- [WHAT YOU NEED TO DO]:
Go through the data below and retype all of it exactly.

- [TASK DATA]:
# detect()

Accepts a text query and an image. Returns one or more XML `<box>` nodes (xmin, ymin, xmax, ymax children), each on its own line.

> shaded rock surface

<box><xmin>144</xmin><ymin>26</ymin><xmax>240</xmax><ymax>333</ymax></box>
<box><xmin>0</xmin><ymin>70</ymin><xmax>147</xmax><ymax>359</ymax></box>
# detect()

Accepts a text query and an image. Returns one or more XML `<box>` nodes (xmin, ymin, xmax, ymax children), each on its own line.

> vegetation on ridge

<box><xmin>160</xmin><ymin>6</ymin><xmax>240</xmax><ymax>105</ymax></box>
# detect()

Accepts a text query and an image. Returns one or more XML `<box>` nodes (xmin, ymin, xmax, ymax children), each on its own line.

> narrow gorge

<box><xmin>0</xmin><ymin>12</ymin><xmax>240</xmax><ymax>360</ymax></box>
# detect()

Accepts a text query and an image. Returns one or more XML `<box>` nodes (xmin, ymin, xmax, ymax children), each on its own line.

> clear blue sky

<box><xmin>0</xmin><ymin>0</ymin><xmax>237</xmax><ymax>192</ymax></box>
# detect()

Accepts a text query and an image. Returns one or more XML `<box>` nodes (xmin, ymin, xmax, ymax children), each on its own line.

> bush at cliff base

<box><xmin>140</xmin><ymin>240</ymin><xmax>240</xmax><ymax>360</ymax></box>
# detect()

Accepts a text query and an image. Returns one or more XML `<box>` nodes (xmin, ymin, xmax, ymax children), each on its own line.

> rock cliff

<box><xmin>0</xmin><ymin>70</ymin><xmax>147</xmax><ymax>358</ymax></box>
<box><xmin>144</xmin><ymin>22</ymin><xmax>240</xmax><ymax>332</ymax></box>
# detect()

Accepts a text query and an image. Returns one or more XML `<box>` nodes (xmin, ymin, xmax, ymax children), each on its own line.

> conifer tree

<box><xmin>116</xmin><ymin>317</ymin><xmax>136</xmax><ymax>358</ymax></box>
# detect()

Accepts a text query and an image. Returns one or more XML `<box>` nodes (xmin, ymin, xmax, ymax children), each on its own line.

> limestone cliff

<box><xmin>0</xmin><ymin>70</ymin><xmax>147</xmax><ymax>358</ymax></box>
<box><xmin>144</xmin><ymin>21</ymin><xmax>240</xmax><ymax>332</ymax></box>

- [WRITTEN SOLUTION]:
# detect()

Accepts a text query and an image. Returns one or more XML `<box>` nodes (xmin, ymin, xmax, ymax children), each on its own line.

> shaded rock surface

<box><xmin>144</xmin><ymin>26</ymin><xmax>240</xmax><ymax>333</ymax></box>
<box><xmin>0</xmin><ymin>70</ymin><xmax>147</xmax><ymax>359</ymax></box>
# detect()

Accepts a text query and an image. Returns one or more XML `<box>` nodes (xmin, ymin, xmax, ymax children), each on its own line.

> vegetation on ridge

<box><xmin>160</xmin><ymin>6</ymin><xmax>240</xmax><ymax>105</ymax></box>
# detect()

Accepts a text query and an image. Returns one or more XML `<box>` nodes (xmin, ymin, xmax, ymax children), each on its own line.

> narrow gorge

<box><xmin>0</xmin><ymin>12</ymin><xmax>240</xmax><ymax>360</ymax></box>
# detect()

Accepts a text query and an image. Returns one or more XML `<box>` nodes (xmin, ymin, xmax, ymax children), each on its own line.

> clear blue sky

<box><xmin>0</xmin><ymin>0</ymin><xmax>237</xmax><ymax>192</ymax></box>
# detect()

Accepts a text query and an image. Returns one or more XML `<box>` nodes (xmin, ymin, xmax, ymax children), each on its own line.

> bush at cliff base

<box><xmin>140</xmin><ymin>240</ymin><xmax>240</xmax><ymax>360</ymax></box>
# detect()

Accepts a text query and an image. Returns one or more XML `<box>` nodes (xmin, ymin, xmax, ymax children), each on its own line.

> rock cliff

<box><xmin>0</xmin><ymin>70</ymin><xmax>147</xmax><ymax>358</ymax></box>
<box><xmin>144</xmin><ymin>22</ymin><xmax>240</xmax><ymax>332</ymax></box>
# detect()

Accepts a text query and an image. Returns one or more XML `<box>` nodes (xmin, ymin, xmax, ymax children), each on its own line.

> conifer tree

<box><xmin>116</xmin><ymin>317</ymin><xmax>136</xmax><ymax>358</ymax></box>
# detect()

Accepts a text query and an image. Returns one or more XML `<box>` nodes (xmin, ymin, xmax, ymax children), each on its own line.

> limestone cliff

<box><xmin>0</xmin><ymin>70</ymin><xmax>147</xmax><ymax>358</ymax></box>
<box><xmin>144</xmin><ymin>21</ymin><xmax>240</xmax><ymax>332</ymax></box>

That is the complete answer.